(Records contained in a dataset)

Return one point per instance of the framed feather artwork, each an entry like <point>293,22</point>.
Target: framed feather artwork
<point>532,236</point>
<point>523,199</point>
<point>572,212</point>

ASSIGNED TASK
Line by line, copy the entries above exactly as they appear.

OUTPUT BELOW
Return one point per instance of the framed feather artwork, each an entry like <point>293,22</point>.
Target: framed feather artwork
<point>532,236</point>
<point>523,199</point>
<point>572,212</point>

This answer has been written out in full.